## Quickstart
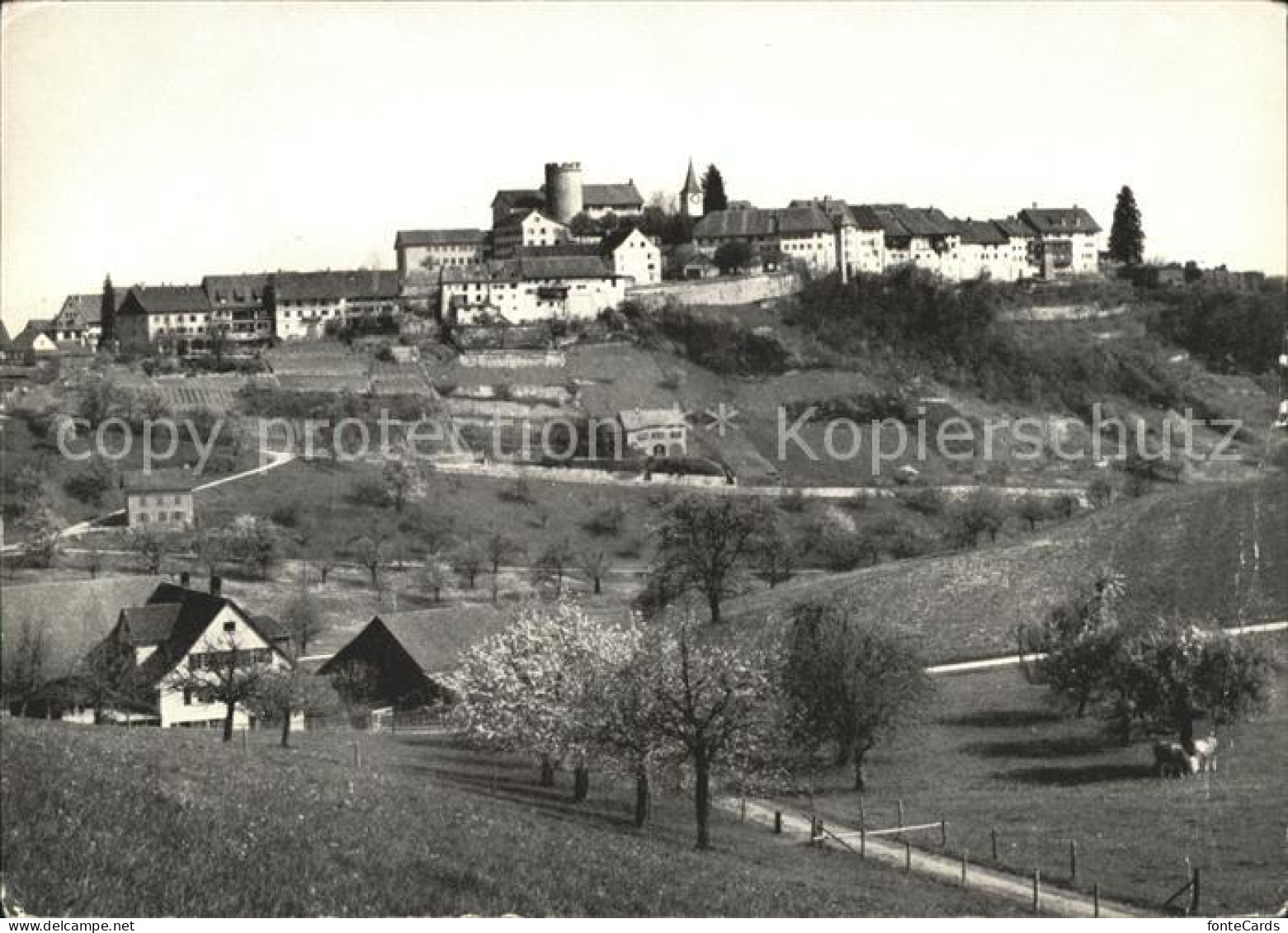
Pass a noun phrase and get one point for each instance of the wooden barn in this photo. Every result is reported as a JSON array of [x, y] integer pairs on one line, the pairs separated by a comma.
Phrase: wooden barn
[[399, 659]]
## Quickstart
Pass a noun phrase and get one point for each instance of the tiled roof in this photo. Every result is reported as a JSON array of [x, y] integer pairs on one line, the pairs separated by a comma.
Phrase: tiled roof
[[516, 199], [466, 236], [434, 638], [563, 266], [165, 300], [333, 286], [243, 289], [1012, 228], [900, 220], [1059, 220], [755, 222], [178, 617], [158, 480], [636, 418], [980, 232], [611, 195], [87, 309]]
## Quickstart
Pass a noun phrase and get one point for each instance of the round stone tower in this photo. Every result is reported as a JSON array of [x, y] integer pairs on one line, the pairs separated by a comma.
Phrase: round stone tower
[[563, 191]]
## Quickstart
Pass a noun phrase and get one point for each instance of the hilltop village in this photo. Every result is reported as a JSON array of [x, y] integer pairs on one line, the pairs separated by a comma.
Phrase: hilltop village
[[571, 248]]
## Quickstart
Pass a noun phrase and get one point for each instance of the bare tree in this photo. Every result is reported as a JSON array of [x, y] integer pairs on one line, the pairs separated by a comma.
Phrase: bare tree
[[223, 672], [595, 565], [705, 542], [554, 563], [498, 549]]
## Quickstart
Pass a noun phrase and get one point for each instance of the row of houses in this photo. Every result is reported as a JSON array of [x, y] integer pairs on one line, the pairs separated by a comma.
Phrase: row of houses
[[142, 650], [827, 234]]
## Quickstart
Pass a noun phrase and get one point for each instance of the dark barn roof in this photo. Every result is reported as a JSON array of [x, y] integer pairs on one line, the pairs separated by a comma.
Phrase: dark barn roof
[[413, 652], [1056, 220], [466, 236]]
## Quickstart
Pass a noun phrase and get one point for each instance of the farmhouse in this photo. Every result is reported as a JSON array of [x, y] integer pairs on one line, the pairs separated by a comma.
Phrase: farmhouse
[[803, 233], [307, 303], [654, 431], [531, 287], [161, 650], [80, 319], [404, 661], [1064, 241], [240, 307], [158, 498], [428, 250], [152, 314]]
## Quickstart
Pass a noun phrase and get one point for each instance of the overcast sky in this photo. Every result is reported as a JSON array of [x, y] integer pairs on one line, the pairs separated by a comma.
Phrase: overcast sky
[[164, 142]]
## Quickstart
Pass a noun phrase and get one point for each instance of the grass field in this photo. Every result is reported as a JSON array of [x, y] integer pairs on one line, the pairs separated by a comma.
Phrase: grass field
[[111, 822], [1205, 553], [994, 754]]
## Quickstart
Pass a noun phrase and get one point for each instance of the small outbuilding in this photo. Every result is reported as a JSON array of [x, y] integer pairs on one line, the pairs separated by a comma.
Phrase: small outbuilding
[[402, 659]]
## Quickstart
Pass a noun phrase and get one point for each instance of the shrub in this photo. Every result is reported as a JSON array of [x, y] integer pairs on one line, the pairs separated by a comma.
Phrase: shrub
[[927, 501]]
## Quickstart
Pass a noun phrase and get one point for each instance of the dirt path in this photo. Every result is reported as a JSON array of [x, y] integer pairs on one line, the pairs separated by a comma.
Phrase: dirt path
[[943, 869]]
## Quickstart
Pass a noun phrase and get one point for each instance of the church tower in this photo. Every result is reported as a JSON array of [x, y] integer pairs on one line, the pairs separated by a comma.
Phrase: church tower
[[691, 196]]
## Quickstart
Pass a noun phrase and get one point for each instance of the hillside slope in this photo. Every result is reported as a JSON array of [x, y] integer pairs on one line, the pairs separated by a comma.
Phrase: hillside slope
[[1217, 553]]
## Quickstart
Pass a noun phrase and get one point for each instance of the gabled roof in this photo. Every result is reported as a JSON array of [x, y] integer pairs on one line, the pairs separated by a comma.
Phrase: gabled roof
[[620, 236], [165, 300], [619, 195], [517, 199], [638, 418], [755, 222], [334, 286], [85, 309], [436, 638], [463, 236], [979, 232], [900, 220], [241, 287], [1012, 227], [1055, 220], [174, 620], [167, 480], [75, 615], [563, 266]]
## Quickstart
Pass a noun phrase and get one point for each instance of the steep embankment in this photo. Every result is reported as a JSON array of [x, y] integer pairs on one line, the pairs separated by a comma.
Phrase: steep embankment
[[1205, 553]]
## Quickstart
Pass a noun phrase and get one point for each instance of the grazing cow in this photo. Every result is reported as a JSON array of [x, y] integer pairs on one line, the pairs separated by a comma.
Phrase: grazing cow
[[1170, 760], [1205, 751]]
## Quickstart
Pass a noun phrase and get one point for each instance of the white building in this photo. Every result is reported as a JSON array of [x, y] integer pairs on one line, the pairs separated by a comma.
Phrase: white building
[[1065, 241], [305, 304], [149, 315], [634, 257], [527, 289], [530, 229], [179, 638], [654, 431], [428, 250], [803, 233]]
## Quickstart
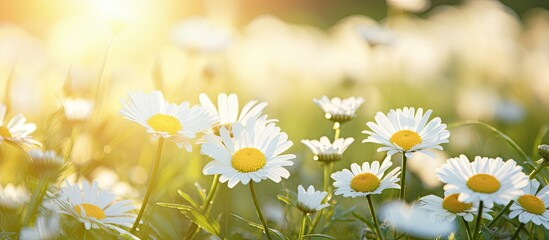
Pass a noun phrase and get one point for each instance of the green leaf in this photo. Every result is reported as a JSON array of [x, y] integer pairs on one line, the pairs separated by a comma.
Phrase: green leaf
[[188, 198], [318, 235], [196, 216], [274, 233]]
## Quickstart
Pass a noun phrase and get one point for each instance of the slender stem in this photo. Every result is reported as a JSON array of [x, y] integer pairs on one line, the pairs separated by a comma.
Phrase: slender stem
[[258, 210], [303, 224], [193, 230], [37, 197], [531, 176], [479, 220], [152, 180], [373, 213], [467, 229], [515, 235], [403, 178]]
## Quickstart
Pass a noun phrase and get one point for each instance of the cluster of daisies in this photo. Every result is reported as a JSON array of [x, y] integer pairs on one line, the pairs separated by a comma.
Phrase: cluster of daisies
[[247, 147]]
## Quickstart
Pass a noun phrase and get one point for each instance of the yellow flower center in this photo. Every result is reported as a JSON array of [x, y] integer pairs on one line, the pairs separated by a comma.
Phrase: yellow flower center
[[91, 211], [483, 183], [532, 204], [406, 139], [164, 123], [365, 182], [451, 204], [4, 132], [248, 160]]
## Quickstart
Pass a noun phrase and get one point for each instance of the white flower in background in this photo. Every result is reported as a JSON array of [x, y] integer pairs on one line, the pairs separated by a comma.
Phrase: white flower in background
[[405, 130], [337, 109], [485, 179], [13, 197], [95, 208], [325, 151], [310, 201], [45, 228], [532, 206], [366, 180], [253, 153], [16, 130], [450, 207], [199, 34], [77, 109], [45, 163], [178, 123], [414, 221], [227, 113]]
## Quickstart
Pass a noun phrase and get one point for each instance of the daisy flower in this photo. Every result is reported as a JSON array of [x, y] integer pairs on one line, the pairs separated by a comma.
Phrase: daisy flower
[[414, 221], [450, 207], [490, 180], [325, 151], [179, 123], [310, 201], [94, 207], [77, 109], [337, 109], [16, 130], [370, 179], [226, 112], [532, 207], [253, 154], [13, 197], [407, 131]]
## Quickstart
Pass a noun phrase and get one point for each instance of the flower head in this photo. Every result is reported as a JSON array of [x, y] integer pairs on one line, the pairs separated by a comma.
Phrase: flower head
[[325, 151], [337, 109], [366, 180], [253, 153], [310, 201], [16, 130], [532, 206], [407, 131], [450, 207], [179, 123], [485, 179], [94, 207]]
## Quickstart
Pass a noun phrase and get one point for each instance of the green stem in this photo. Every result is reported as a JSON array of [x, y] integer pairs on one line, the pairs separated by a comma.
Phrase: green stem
[[258, 210], [373, 213], [479, 220], [303, 224], [37, 197], [193, 230], [531, 176], [515, 235], [152, 180], [467, 229], [403, 178]]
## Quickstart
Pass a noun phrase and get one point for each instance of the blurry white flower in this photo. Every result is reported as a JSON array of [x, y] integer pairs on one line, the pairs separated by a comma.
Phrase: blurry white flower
[[310, 201], [45, 228], [199, 34], [337, 109], [95, 208], [532, 206], [253, 153], [485, 179], [16, 130], [179, 123], [77, 109], [366, 180], [13, 197], [450, 207], [407, 131], [325, 151], [414, 221]]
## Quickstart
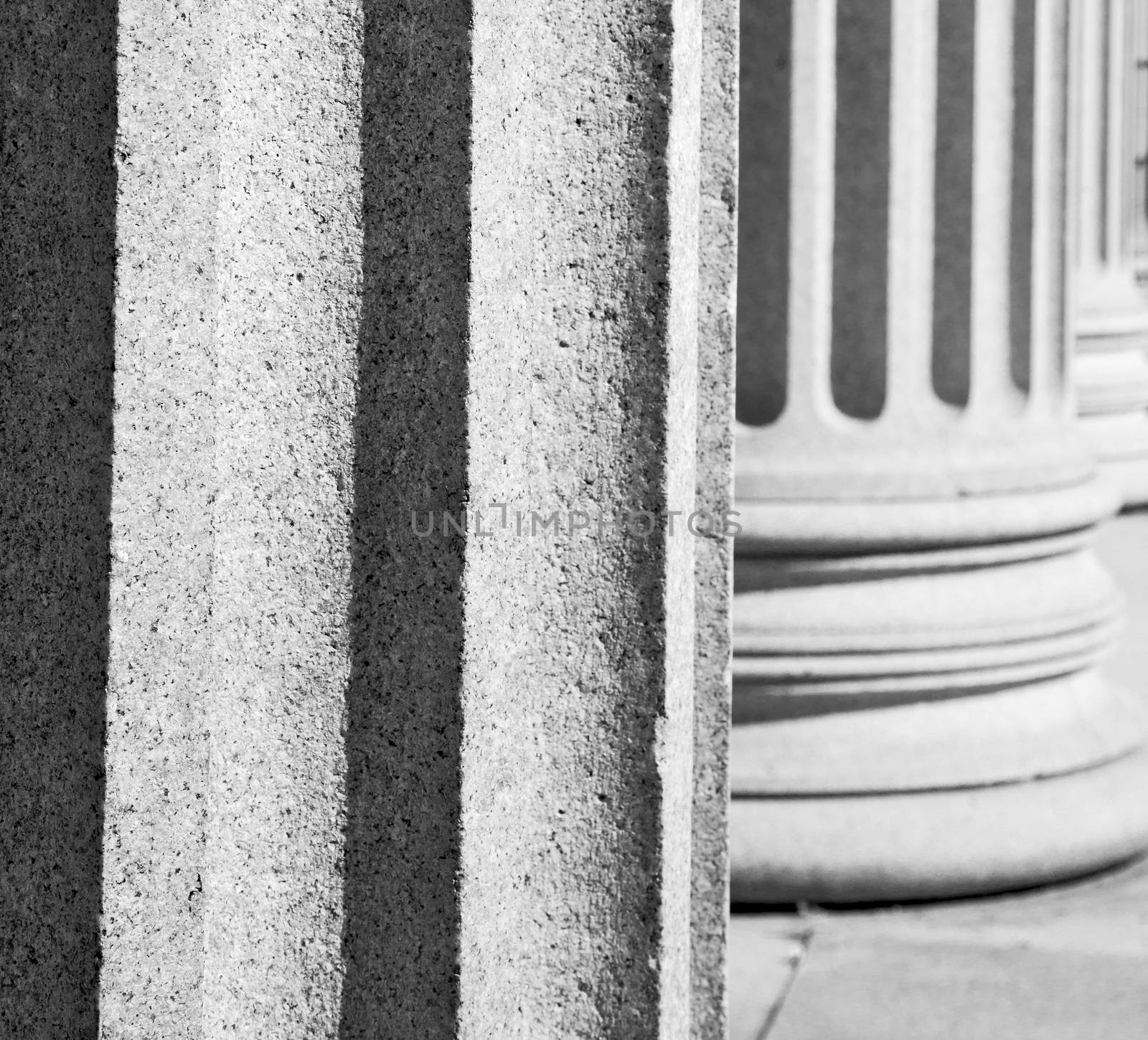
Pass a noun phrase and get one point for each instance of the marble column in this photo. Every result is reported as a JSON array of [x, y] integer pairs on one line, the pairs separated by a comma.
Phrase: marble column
[[281, 761], [918, 618], [1111, 309]]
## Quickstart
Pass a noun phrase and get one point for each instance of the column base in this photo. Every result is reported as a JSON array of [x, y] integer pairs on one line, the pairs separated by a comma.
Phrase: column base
[[1119, 445], [938, 844]]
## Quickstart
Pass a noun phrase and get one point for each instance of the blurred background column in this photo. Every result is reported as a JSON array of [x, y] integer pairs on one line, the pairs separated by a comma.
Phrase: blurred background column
[[1111, 309], [918, 617]]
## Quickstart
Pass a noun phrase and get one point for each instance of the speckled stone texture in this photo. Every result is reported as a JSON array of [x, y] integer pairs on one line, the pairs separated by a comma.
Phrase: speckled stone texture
[[160, 659], [378, 258], [57, 120], [717, 323], [578, 681]]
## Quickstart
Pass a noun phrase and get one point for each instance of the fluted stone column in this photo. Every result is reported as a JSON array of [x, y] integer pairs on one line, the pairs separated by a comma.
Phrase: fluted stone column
[[277, 277], [918, 618], [1111, 317]]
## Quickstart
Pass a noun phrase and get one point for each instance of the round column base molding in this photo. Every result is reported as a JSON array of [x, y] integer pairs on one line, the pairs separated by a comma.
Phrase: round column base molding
[[938, 844], [1119, 445]]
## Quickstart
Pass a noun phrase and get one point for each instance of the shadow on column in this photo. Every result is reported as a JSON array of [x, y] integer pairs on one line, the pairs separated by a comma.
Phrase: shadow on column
[[57, 194], [401, 939]]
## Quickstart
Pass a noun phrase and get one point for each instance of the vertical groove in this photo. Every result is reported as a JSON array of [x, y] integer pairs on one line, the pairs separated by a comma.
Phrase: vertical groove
[[912, 143], [1022, 204], [763, 231], [952, 331], [858, 359]]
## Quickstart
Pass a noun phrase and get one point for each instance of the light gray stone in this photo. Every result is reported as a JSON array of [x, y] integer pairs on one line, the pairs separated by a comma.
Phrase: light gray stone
[[717, 323], [430, 258]]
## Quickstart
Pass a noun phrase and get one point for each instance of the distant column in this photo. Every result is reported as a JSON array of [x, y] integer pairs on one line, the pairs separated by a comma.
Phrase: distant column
[[918, 619], [1111, 319]]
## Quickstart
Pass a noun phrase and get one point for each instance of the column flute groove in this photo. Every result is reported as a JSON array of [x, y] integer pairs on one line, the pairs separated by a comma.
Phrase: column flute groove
[[918, 619]]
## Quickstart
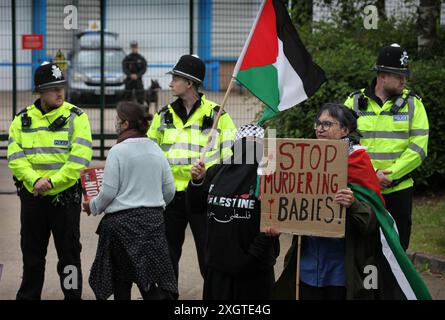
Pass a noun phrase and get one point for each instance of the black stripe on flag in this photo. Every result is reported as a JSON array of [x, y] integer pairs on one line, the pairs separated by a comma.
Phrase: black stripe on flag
[[310, 73]]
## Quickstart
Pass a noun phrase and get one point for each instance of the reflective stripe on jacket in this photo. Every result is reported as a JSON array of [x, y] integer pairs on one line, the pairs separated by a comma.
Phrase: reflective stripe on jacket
[[396, 142], [36, 152], [183, 143]]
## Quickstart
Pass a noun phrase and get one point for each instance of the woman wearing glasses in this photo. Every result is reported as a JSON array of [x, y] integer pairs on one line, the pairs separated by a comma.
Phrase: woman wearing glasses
[[334, 269]]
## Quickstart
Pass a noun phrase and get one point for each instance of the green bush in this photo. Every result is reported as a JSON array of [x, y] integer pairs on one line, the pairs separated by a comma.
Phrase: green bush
[[347, 56]]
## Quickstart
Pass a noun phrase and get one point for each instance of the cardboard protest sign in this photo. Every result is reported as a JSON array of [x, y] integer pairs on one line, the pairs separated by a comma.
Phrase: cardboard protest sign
[[91, 179], [299, 179]]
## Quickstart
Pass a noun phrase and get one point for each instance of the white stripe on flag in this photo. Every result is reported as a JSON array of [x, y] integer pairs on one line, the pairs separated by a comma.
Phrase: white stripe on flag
[[247, 43], [290, 85], [396, 270]]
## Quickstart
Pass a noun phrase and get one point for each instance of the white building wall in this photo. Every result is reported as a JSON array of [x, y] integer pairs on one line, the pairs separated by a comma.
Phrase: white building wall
[[23, 26], [231, 24]]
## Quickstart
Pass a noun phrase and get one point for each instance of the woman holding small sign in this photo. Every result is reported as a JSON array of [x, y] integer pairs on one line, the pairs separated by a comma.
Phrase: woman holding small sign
[[337, 269], [239, 258], [137, 186]]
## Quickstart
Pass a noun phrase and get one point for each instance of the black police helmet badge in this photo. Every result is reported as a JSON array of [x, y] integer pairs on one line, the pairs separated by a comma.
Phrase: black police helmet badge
[[48, 75], [190, 67], [393, 59]]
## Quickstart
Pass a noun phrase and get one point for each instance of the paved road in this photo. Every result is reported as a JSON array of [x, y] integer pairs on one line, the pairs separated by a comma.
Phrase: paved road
[[190, 281]]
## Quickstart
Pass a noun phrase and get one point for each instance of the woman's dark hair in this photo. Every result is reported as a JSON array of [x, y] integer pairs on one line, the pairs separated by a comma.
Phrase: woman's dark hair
[[133, 113], [344, 115]]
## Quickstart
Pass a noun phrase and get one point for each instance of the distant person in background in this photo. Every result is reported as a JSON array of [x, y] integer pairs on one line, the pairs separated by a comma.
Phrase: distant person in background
[[134, 66], [137, 186]]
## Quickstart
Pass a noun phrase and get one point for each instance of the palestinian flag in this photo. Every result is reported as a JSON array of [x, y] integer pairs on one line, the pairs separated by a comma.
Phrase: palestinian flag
[[366, 189], [274, 65]]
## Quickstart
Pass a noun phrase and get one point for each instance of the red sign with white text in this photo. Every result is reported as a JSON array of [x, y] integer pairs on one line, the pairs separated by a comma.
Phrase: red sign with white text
[[299, 183], [32, 41], [91, 179]]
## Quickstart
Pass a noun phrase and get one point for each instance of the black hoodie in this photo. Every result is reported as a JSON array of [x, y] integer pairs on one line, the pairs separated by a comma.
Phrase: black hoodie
[[227, 195]]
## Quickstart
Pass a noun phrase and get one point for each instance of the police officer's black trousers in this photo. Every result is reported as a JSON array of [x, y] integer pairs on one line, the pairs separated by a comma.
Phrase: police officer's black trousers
[[176, 219], [400, 204], [39, 218], [136, 85]]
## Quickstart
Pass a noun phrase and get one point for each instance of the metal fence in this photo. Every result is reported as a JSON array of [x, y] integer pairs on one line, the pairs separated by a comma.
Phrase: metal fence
[[164, 29]]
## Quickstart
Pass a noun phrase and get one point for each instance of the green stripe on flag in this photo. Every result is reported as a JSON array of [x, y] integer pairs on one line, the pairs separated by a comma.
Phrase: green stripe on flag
[[386, 223], [263, 83]]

------

# Aim of the exercise:
Reproduce word for word the stretch of material from its first line through the line containing "[[223, 672], [595, 565], [705, 542], [554, 563], [498, 549]]", leaving out any pictures.

# Finished exercise:
## Quickstart
Pass a noun phrase and get one point for each instance of the wooden barn in this photo. Every result is reported as a JSON array of [x, y] integer pairs on one line, the pairs separated by a comma.
Phrase: wooden barn
[[399, 659]]
## Quickstart
Pass a noun phrase and get one point for each instance of the tiled roof in this photo. Every result is reported as a JSON array of [x, y] integer pairs on one line, the pairs separated by a comma.
Phrase: tiled roof
[[516, 199], [466, 236], [434, 638], [563, 266], [165, 300], [333, 286], [243, 289], [1012, 228], [900, 220], [1059, 220], [755, 222], [178, 617], [158, 480], [636, 418], [980, 232], [611, 195], [87, 309]]
## Quickstart
Pass a noun phrase and get one point for each instance of the round stone tower in this photo. Every result is reported as a JSON array of [x, y] integer pairs on one line, the pairs separated by a comma.
Phrase: round stone tower
[[563, 191]]
## Quickstart
Pass a noun phrase and get one point for each instance of the hilltop village in this photo. Every result is reported as a JSON array of [x, y] integer pairs on one line, the pairs separated by a comma.
Phrase: hilltop village
[[571, 248]]
## Quickstart
Pass a noun phrase and get one point for each instance of the bare tree in this photo. Every result is reported as a JSON array of [x, y] integer pairs on one line, the pairs separated by a comma.
Phrase: bare tree
[[223, 672], [595, 565], [705, 542], [554, 563], [498, 549]]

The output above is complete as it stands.